Recorded data
---

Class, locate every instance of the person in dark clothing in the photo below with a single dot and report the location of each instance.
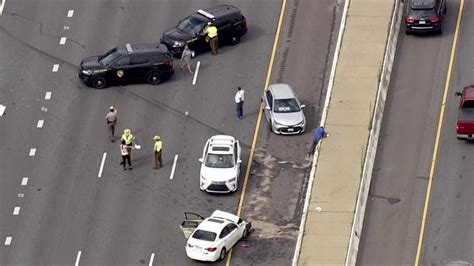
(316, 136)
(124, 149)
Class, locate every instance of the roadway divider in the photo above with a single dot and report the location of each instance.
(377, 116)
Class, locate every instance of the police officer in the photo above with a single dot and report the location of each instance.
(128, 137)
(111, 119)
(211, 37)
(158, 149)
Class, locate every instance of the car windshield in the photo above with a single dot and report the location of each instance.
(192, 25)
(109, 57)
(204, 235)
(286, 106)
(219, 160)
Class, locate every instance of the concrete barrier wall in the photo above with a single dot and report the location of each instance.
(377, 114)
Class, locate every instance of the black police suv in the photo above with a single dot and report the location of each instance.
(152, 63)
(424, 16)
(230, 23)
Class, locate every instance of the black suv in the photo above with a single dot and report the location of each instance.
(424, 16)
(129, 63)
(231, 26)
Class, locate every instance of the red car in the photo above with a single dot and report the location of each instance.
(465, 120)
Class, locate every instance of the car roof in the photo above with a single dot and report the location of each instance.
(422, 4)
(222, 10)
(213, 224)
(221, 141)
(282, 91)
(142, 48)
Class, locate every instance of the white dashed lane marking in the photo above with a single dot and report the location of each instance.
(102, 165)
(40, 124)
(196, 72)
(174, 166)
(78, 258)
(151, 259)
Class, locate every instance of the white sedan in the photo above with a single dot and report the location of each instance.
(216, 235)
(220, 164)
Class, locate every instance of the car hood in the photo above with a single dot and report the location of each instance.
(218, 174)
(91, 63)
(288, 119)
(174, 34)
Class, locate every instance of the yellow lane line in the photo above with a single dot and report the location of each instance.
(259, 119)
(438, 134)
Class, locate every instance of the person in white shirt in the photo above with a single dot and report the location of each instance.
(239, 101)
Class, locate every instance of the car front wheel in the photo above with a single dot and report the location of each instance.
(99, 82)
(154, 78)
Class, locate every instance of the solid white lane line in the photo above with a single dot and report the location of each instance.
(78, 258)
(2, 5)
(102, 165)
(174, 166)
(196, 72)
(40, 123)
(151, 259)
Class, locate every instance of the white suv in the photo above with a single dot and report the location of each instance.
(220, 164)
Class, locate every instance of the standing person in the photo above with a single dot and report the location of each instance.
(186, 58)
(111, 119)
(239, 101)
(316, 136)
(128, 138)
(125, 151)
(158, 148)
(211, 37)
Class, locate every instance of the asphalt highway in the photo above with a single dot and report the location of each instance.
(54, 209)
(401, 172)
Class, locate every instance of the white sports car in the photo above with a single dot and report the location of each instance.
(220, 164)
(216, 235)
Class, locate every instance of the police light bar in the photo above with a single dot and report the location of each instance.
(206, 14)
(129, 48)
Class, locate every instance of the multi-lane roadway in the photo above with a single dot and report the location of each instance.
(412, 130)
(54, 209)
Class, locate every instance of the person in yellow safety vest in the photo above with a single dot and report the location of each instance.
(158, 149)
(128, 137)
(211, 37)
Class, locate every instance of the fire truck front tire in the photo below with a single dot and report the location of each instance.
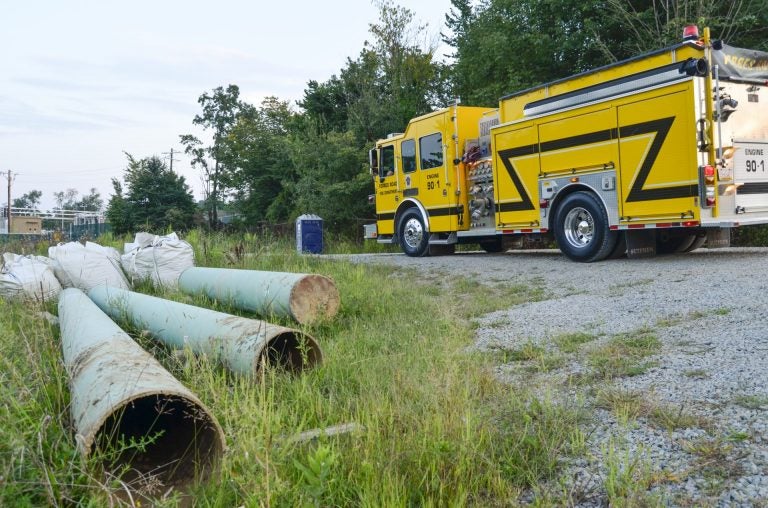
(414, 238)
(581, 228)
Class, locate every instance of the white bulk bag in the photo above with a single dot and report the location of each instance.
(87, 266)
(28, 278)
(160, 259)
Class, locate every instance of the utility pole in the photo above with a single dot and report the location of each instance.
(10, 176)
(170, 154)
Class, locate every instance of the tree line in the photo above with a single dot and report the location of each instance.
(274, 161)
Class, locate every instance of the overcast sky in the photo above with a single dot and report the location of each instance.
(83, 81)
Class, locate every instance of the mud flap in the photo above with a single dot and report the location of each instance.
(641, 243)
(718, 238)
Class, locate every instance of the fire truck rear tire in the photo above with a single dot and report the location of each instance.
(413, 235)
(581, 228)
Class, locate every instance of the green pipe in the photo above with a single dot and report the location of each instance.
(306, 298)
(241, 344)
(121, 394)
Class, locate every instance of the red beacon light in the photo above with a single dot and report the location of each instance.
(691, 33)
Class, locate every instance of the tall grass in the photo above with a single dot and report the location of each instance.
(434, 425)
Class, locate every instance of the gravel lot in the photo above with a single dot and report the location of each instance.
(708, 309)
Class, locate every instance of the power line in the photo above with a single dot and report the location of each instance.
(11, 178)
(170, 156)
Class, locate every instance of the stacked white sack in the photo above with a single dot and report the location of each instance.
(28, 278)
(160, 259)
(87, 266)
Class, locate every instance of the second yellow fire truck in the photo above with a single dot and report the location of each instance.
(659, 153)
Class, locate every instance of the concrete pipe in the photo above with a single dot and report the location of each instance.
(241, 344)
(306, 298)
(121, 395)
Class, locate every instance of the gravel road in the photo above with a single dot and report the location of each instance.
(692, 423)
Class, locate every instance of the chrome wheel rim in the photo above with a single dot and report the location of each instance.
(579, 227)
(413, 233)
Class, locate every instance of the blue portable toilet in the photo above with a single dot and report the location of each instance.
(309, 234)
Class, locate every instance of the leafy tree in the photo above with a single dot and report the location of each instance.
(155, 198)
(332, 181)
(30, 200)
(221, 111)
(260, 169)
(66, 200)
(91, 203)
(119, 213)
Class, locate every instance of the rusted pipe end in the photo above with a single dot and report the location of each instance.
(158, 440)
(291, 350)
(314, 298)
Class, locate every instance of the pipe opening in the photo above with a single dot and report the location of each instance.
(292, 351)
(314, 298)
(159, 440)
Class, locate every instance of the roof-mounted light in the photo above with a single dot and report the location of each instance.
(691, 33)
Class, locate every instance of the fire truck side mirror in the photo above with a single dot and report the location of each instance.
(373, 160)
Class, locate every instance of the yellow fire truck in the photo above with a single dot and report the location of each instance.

---

### TASK TO COMPLETE:
Copy out the entries verbatim, from the line containing "Class, locate every instance of the concrete pipe" up to and including the last line of the entries.

### ANSWER FOR THE TASK:
Class, locate every instance of the concrete pipe in the photo above with a single dot and report the location of each instance.
(241, 344)
(306, 298)
(121, 395)
Class, locate every instance of the gravel road in the photo above with a single dot and report the location of each instance.
(692, 423)
Class, locate every instance of the chrome wheel rim in the photo above with a single dot and report the location of each instance.
(579, 227)
(413, 233)
Class, locate every instance of the blue portable toilet in the photo above with a single dot and report the location of each instance.
(309, 234)
Class, locate every instance of the leafy tree in the photo above with a single dot and report the location of each instance.
(155, 198)
(332, 181)
(30, 200)
(221, 111)
(260, 169)
(66, 200)
(91, 203)
(119, 213)
Class, locate every instance of the rusted pipe end in the photo above with a single dot and report the location of each instance.
(158, 440)
(291, 350)
(314, 298)
Class, locate every instance of the pipe opening in the photo above with a single dot and report the location of each instance.
(292, 351)
(314, 298)
(159, 440)
Class, locate every instance of the roof-mounted light in the photo above with a single dot and report the location of each instance.
(691, 33)
Class, locate every instance of the fire truck side mirror in the photo above with a single dot and report the location of each instance.
(373, 160)
Class, locate every instance of the yellow fire truck in the photo above with a single dot and report the location of each instance.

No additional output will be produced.